WHAT YOU NEED TO DO
#1 From the Nottoway River passage, copy the text between "Up The Nottoway" and "of Northern Quebec.", inclusive.
#2 Using the Nottoway River passage, explain why the boat was able to move smoothly once it was on the Nottoway.
#3 According to the Nottoway River passage, how is Waskaganish described?

GIVEN PASSAGE
****************************************
Up The Nottoway River
We loaded the boat with nets, a rifle, some tarpaulin and a lunch box with the iconic Spiderman emblem on it for his young son, Bertram. His mother kissed him on his head and made sure his lifejacket was strapped on tight before leaving. The three of us set off into Rupert bay from Waskaganish, the first of the five James Bay Cree coastal communities of Northern Quebec.
The sea was far from calm. The murky, stirred-up surface gleamed almost mercurial as we moved out into the open water. The gargled clamour of the two-stroke engine chanted incessantly, lulling us into a trance-like state with each bump from the sturdy wavelets crashing beneath us, leading us deeper and deeper into a place of inner silence, of outer wonderment.
The sky split in two. One half incandescent the other ominous. Two omens of a potential future teasing us in biblical fashion.
“It is raining there,” Bernard said as he pointed southwest towards the Nottoway. Half an hour upriver is where we would stop to check the nets for sturgeon, a fish prized for its fatty, boneless meat.
The rain fell and nipped at our exposed skin like shards of glass. We moved along the Nottoway seamlessly for the waters there had stilled. I learned then that the river harboured invisible paths only Bernard could see. We cut through and along stretches of the water’s hidden highways, taking strange brutal turns, crisscrossing here and there on what seemed to be an evenly deep river.
****************************************
DATASET
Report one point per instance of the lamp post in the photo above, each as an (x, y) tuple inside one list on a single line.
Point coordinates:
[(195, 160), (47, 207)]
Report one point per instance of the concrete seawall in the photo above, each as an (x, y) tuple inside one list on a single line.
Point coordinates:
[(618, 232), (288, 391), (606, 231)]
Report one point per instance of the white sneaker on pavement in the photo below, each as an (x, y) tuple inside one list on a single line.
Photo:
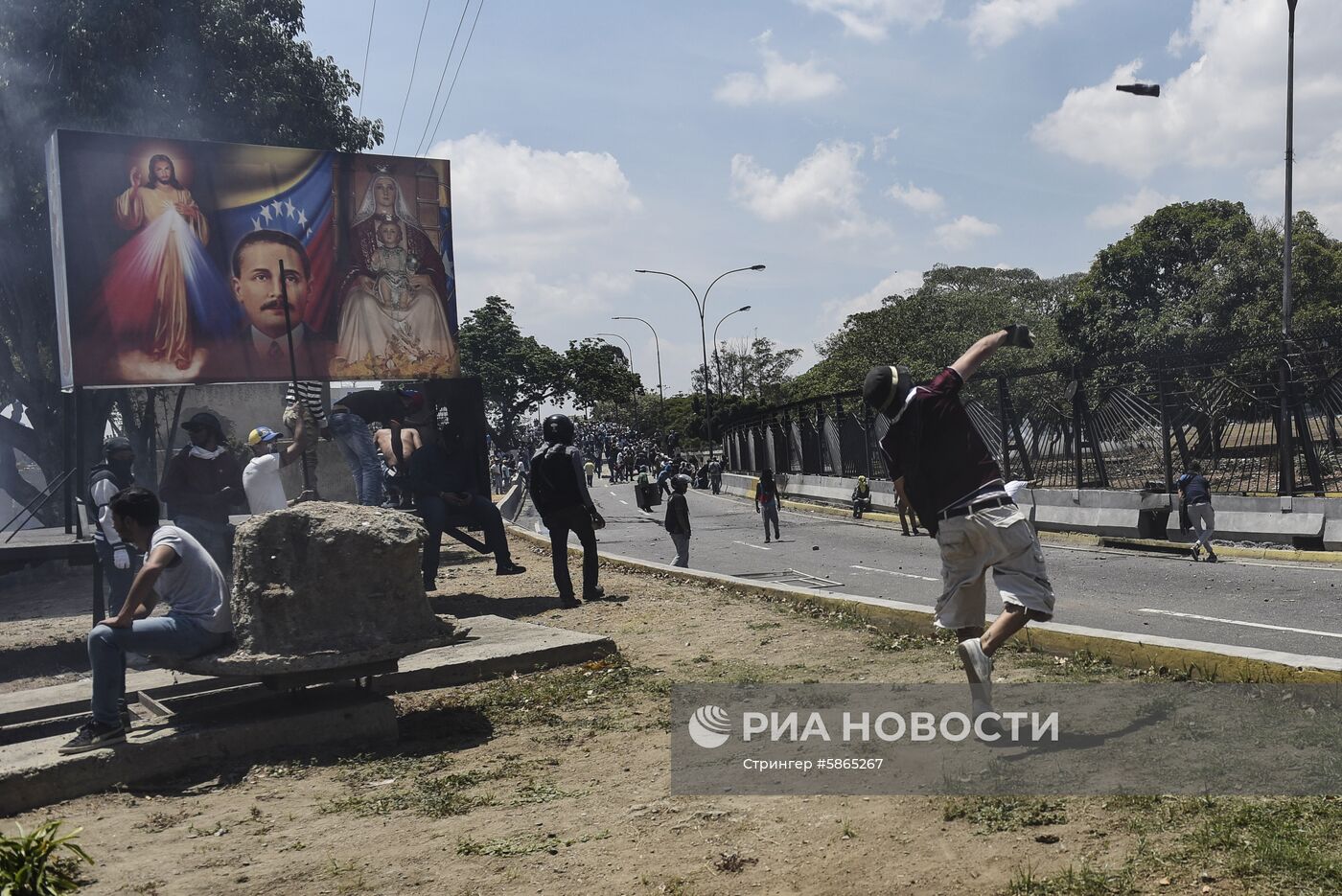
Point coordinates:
[(980, 665)]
****************************************
SOLUTIONS FOR EACH TASK
#1
Up The Nottoway River
We loaded the boat with nets, a rifle, some tarpaulin and a lunch box with the iconic Spiderman emblem on it for his young son, Bertram. His mother kissed him on his head and made sure his lifejacket was strapped on tight before leaving. The three of us set off into Rupert bay from Waskaganish, the first of the five James Bay Cree coastal communities of Northern Quebec.

#2 The boat moved along the Nottoway seamlessly because the waters there had stilled.

#3 It is the first of the five James Bay Cree coastal communities of Northern Quebec.